**Work instructions**
Transcribe nothing but the lines from the one with "find the chair leg" to the end of the entries, both included, keeping each exact and leaving every picture out.

**Input for this task**
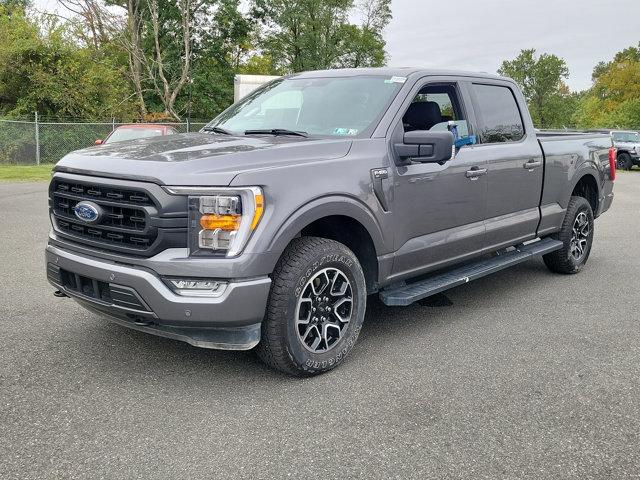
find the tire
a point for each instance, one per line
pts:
(576, 244)
(315, 309)
(624, 161)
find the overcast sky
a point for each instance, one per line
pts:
(479, 34)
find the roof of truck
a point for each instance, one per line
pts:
(394, 72)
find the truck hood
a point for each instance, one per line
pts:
(197, 159)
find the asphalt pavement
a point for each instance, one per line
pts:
(527, 375)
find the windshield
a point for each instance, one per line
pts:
(130, 133)
(345, 106)
(632, 137)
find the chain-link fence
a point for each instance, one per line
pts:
(35, 141)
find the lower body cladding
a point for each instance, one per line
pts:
(139, 299)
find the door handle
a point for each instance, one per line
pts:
(377, 175)
(531, 164)
(476, 173)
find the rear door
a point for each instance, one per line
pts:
(507, 142)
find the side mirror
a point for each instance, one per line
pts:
(426, 146)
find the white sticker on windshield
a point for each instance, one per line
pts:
(345, 131)
(396, 80)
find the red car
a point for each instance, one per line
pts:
(137, 130)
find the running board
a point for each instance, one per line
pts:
(407, 294)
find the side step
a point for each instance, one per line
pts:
(407, 294)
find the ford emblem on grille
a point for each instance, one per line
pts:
(88, 212)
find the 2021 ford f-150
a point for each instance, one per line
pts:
(271, 226)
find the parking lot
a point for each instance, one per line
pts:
(527, 375)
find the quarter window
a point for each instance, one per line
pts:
(501, 119)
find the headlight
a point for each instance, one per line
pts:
(221, 220)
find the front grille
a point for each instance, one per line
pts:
(101, 192)
(96, 290)
(131, 219)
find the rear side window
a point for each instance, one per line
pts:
(501, 119)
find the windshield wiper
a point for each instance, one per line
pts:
(221, 130)
(276, 132)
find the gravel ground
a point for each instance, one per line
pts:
(527, 375)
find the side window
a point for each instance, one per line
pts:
(438, 108)
(500, 116)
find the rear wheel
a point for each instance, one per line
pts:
(316, 307)
(624, 161)
(577, 238)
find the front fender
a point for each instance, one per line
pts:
(325, 207)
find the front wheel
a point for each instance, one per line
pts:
(576, 235)
(316, 307)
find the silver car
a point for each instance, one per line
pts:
(628, 145)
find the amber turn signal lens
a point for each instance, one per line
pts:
(223, 222)
(259, 211)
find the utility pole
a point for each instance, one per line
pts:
(37, 125)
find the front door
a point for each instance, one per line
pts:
(439, 209)
(515, 163)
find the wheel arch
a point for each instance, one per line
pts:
(341, 219)
(587, 186)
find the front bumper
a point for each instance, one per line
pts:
(142, 301)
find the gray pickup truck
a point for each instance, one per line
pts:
(271, 226)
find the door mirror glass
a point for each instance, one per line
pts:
(426, 146)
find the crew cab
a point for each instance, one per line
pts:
(270, 228)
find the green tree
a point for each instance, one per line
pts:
(541, 80)
(316, 34)
(42, 69)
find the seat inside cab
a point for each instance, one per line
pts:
(436, 108)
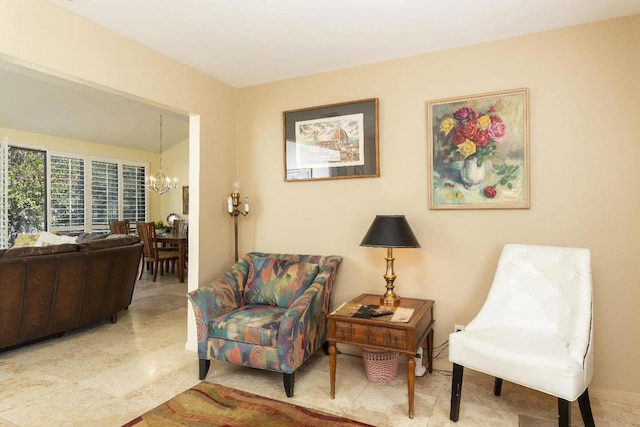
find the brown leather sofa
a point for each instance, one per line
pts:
(45, 291)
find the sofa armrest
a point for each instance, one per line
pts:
(213, 299)
(298, 334)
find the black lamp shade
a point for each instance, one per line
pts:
(390, 231)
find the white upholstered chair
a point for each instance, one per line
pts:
(535, 328)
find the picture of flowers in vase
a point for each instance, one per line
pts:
(479, 148)
(474, 136)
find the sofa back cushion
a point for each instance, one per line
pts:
(39, 250)
(278, 282)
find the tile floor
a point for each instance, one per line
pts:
(107, 374)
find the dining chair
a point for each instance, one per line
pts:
(157, 258)
(180, 226)
(535, 328)
(119, 227)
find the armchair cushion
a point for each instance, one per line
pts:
(277, 282)
(255, 324)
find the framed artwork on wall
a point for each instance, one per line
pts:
(478, 151)
(332, 141)
(185, 199)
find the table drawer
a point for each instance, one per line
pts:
(370, 335)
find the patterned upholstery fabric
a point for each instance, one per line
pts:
(254, 324)
(266, 336)
(280, 282)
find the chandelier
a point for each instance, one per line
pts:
(160, 183)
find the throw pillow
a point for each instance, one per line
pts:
(279, 282)
(24, 240)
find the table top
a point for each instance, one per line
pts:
(420, 307)
(171, 237)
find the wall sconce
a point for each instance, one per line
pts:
(233, 209)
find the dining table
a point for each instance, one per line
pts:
(181, 240)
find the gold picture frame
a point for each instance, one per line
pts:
(332, 141)
(478, 151)
(185, 199)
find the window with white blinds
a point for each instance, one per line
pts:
(87, 191)
(66, 193)
(134, 198)
(104, 193)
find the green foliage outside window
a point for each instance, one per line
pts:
(27, 192)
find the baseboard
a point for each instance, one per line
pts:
(618, 396)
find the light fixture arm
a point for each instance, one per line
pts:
(160, 183)
(233, 209)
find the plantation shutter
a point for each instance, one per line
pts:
(104, 193)
(4, 193)
(133, 193)
(66, 192)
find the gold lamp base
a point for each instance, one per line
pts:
(390, 298)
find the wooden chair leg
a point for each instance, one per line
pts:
(497, 386)
(585, 409)
(203, 368)
(564, 413)
(456, 392)
(289, 381)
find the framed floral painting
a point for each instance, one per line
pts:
(478, 148)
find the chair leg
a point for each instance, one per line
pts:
(585, 409)
(289, 380)
(203, 368)
(497, 386)
(564, 413)
(456, 392)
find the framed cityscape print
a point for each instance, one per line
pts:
(478, 151)
(332, 141)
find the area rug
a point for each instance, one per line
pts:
(208, 404)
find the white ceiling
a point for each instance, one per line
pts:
(249, 42)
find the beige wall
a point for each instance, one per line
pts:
(584, 110)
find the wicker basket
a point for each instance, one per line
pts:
(381, 365)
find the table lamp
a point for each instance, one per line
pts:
(390, 231)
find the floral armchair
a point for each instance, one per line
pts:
(269, 311)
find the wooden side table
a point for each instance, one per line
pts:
(380, 333)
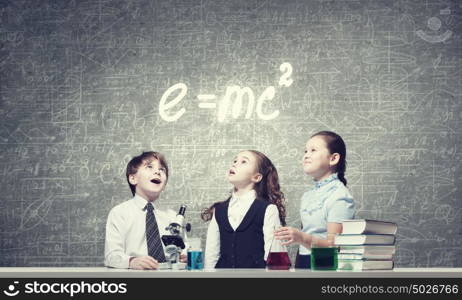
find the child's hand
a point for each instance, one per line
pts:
(183, 258)
(143, 263)
(288, 235)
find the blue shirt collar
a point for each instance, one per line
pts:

**Result for this task**
find the chair leg
a point for each instance, one per line
pts:
(585, 409)
(289, 380)
(203, 368)
(497, 386)
(564, 413)
(456, 392)
find the framed cityscape print
a point for each instance, one per line
pts:
(478, 151)
(332, 141)
find the area rug
a point for each instance, one per line
pts:
(208, 404)
find the white ceiling
a point for each instance, one per line
pts:
(249, 42)
find the beige wall
a point for each instance, one per line
pts:
(584, 110)
find the wicker basket
a point for each instance, one per line
pts:
(381, 365)
find the table lamp
a point for each instance, one per line
pts:
(390, 231)
find the floral armchair
a point for each instance, one per line
pts:
(269, 311)
find the wooden side table
a point for each instance, one per line
pts:
(380, 333)
find the child's hand
a point for each instance, one per line
pts:
(183, 258)
(143, 263)
(288, 235)
find the blue shirt collar
a point for each instance, one per line
pts:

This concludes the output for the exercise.